_OBJECTIVE_
Skip the pictures. Transcribe the rest of the data below without changing a word.

_DATA TO PROCESS_
—————

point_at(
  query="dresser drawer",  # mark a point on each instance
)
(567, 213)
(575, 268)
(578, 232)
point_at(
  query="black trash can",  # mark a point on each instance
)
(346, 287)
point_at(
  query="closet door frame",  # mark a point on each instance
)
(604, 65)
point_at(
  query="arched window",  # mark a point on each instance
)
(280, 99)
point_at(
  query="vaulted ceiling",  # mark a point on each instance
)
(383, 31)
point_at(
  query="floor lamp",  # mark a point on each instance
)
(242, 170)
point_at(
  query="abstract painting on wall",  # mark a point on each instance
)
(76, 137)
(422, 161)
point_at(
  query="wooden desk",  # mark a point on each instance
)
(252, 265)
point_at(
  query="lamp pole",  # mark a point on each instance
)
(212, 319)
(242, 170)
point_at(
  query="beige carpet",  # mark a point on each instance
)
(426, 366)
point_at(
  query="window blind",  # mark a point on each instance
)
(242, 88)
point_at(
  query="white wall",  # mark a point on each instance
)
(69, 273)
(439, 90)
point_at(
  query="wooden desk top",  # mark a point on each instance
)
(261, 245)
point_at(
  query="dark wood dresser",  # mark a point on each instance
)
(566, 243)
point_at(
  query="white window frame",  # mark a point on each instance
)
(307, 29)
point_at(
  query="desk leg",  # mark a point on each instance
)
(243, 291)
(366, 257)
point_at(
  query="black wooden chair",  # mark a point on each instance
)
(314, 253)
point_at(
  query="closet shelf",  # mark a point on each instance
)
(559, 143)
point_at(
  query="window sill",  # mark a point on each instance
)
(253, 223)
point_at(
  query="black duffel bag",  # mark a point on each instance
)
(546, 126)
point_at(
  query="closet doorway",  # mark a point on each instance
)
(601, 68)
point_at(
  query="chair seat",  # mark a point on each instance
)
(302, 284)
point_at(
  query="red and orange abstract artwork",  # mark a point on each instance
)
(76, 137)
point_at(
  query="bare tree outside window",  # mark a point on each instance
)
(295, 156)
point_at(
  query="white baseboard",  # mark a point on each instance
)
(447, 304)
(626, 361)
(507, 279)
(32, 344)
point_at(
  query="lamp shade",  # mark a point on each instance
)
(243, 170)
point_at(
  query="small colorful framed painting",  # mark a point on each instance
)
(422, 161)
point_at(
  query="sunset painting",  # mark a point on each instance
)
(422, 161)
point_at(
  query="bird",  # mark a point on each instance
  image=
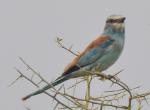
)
(99, 55)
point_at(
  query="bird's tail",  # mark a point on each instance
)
(56, 82)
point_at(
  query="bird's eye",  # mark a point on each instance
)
(110, 21)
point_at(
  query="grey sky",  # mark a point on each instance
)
(28, 28)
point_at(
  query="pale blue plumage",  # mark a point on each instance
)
(99, 55)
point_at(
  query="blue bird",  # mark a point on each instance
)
(97, 56)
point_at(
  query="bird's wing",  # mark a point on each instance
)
(93, 51)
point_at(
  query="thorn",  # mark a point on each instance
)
(15, 80)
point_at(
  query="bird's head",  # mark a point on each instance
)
(116, 23)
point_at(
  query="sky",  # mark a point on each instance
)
(28, 28)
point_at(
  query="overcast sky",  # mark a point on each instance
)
(28, 28)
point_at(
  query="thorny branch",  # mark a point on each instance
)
(109, 98)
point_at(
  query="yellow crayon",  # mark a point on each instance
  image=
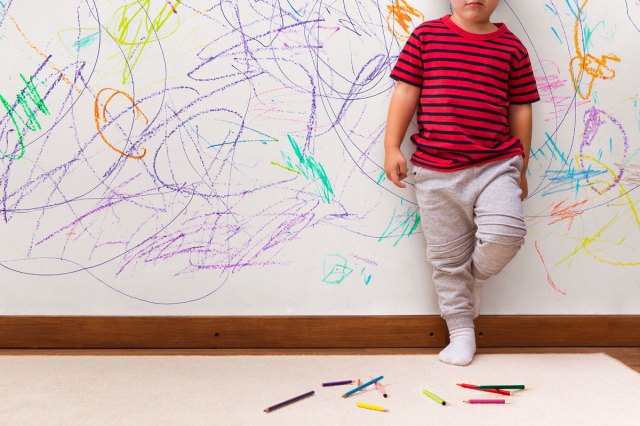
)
(371, 407)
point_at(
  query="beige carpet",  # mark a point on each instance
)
(591, 389)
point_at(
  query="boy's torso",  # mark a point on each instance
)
(464, 102)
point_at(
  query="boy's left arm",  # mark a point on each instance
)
(520, 121)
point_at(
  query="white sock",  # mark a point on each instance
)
(477, 297)
(461, 348)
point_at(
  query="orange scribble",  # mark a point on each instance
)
(560, 212)
(101, 119)
(400, 13)
(589, 64)
(549, 279)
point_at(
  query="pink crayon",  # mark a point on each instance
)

—————

_COMPLETED EXERCISE_
point_at(
  query="dresser drawer",  # mark a point on each instance
)
(567, 213)
(575, 268)
(578, 232)
point_at(
  query="black trash can",  # mark a point on each instance
)
(346, 287)
point_at(
  query="closet door frame",  # mark a point on each instance
)
(604, 65)
point_at(
  query="arched window",  # mark a point on each instance
)
(280, 99)
point_at(
  query="vaulted ceiling",  # mark a point on each instance
)
(383, 31)
point_at(
  query="floor lamp",  # mark a point on each instance
)
(242, 170)
point_at(
  query="abstract painting on wall",  # mark a point on each instance
)
(76, 137)
(422, 161)
point_at(
  query="wooden desk",  # mark a point on each instance
)
(252, 265)
point_at(
  query="lamp pole",  # mark a point on each instance
)
(212, 319)
(242, 170)
point_at(
  query="beige carpet",  # mark a point on each instance
)
(426, 366)
point_at(
  query="window blind",  # mark a point on each instance
)
(242, 88)
point_at(
  query="white wall",  # mark a point on each instance
)
(69, 273)
(439, 90)
point_at(
  query="wooden desk top",  # mark a point on each instance
)
(261, 245)
point_at(
  query="dark wood dresser",  # mark a point on each instance
)
(566, 243)
point_at(
  query="white window frame",  # mark a point on each instance
)
(307, 29)
point_at(
  query="desk leg",  # mark a point on each instance
)
(243, 291)
(366, 257)
point_at(
  query="black wooden chair",  # mark a point on each instance
)
(314, 253)
point_at(
  query="closet shelf",  # mark a point on each instance
)
(559, 143)
point_at(
  query="window sill",  # mark a point on each instance
)
(253, 223)
point_at(
  query="black duffel bag",  # mark a point on each instance
)
(546, 126)
point_at(
  query="closet doorway",  # mark a point on each instance
)
(601, 68)
point_at(
  query="chair seat",  # mark a point on each instance
)
(302, 284)
point_at(
  query="red and orange abstract artwork",  # mark a point on each instance
)
(76, 137)
point_at(
  query="bare tree outside window",  # mark a point on each instance
)
(295, 156)
point_at(
  query="white baseboard",  # mark a point on each instance
)
(447, 304)
(626, 361)
(507, 279)
(32, 344)
point_at(
  query="lamp shade",  # mark a point on each instance
)
(243, 170)
point_at(
  query="small colorful framed painting",  # mark a point on each instance
)
(422, 161)
point_at(
  query="sunset painting",  # mark a point on each instance
)
(422, 161)
point_at(
  query="bird",  # mark a point on each instance
  image=
)
(99, 55)
point_at(
  query="bird's tail",  # mark a point on each instance
)
(56, 82)
point_at(
  query="bird's eye",  # mark a point on each instance
)
(110, 21)
point_at(
  query="grey sky",  # mark a point on each instance
)
(28, 28)
point_at(
  query="pale blue plumage",  # mark a point on each instance
)
(99, 55)
point_at(
  query="blue bird",  # mark a point on each instance
)
(97, 56)
point_at(
  query="bird's wing",  # mark a point on each instance
)
(93, 51)
point_at(
  query="thorn",  # mark a point on each instance
)
(15, 80)
point_at(
  query="bird's head",  # mark a point on each instance
)
(116, 23)
point_at(
  query="sky",  # mark a point on each instance
)
(28, 28)
point_at(
  query="overcast sky",  # mark a point on each instance
)
(28, 28)
point_at(
  query="thorny branch",  # mark a point on each instance
)
(109, 98)
point_at(
  query="yellow crayon",  # mark a point on each instance
  image=
)
(371, 407)
point_at(
  query="beige carpet",  # mark a point on each instance
)
(591, 389)
point_at(
  query="boy's torso",  # mark a point on each instance
)
(464, 102)
point_at(
  query="boy's left arm",  # mark a point on each instance
)
(520, 121)
point_at(
  query="white sock",  # mark a point on each instance
)
(477, 297)
(461, 348)
point_at(
  query="orange scribble",  # mark a point on each instance
)
(560, 212)
(101, 119)
(400, 13)
(589, 64)
(549, 279)
point_at(
  query="pink crayon",  # mark a point on each instance
)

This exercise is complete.